Records for the task
━━━━━━━━━━

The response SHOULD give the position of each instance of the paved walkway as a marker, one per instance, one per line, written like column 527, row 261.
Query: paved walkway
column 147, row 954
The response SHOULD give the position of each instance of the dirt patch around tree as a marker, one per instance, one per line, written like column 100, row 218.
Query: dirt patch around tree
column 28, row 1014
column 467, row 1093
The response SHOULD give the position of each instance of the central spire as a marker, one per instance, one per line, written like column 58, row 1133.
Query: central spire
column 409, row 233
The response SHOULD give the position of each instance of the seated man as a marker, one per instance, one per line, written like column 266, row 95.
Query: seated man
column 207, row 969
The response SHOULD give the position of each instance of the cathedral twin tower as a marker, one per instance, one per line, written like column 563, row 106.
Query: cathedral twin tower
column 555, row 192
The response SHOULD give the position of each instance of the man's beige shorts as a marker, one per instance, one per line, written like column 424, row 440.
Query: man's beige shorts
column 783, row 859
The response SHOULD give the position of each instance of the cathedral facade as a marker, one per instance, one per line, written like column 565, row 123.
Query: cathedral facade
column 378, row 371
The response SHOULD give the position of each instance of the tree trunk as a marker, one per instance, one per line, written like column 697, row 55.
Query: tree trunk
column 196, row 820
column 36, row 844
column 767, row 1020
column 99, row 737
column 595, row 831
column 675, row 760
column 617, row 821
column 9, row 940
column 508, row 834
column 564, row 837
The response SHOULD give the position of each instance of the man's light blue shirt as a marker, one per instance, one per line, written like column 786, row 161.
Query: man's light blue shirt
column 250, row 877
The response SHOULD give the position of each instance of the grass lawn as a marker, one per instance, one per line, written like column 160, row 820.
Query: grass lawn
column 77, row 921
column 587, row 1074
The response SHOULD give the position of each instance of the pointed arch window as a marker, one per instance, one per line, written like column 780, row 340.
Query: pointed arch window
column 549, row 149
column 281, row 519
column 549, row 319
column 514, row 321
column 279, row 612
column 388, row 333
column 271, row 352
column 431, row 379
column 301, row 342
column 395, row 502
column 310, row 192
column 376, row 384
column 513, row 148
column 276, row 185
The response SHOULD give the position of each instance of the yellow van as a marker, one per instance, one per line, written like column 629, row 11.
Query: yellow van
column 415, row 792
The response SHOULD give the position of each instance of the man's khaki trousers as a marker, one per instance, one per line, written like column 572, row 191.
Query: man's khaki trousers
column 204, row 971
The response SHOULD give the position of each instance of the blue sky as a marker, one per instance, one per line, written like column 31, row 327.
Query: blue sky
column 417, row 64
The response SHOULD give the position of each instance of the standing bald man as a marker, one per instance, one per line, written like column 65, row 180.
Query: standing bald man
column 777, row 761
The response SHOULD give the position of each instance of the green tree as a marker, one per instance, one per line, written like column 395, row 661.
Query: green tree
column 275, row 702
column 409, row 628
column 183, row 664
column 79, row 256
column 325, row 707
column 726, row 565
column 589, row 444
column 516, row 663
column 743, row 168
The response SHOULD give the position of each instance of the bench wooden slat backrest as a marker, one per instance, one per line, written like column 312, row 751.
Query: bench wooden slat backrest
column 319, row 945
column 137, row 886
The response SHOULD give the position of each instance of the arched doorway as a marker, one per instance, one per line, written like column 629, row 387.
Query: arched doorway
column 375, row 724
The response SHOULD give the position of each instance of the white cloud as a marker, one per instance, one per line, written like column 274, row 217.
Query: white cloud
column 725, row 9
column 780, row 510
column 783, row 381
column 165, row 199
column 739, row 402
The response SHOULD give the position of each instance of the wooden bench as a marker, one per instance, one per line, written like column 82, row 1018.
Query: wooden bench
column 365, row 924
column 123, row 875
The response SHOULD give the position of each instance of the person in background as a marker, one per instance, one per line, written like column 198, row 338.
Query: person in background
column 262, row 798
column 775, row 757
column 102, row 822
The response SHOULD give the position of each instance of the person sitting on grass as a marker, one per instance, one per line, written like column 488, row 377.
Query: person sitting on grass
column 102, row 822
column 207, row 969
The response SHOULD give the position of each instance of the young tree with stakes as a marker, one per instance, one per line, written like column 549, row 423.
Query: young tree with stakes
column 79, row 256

━━━━━━━━━━

Short problem
Copy the lines from the records that run from the line with "160, row 820." to the line with "column 587, row 1074", reproducing each one word for word.

Expected answer
The response SHOULD give the position of each instance of the grass lawn as a marker, one per instance, one per line, written like column 160, row 820.
Query: grass lawn
column 77, row 921
column 587, row 1074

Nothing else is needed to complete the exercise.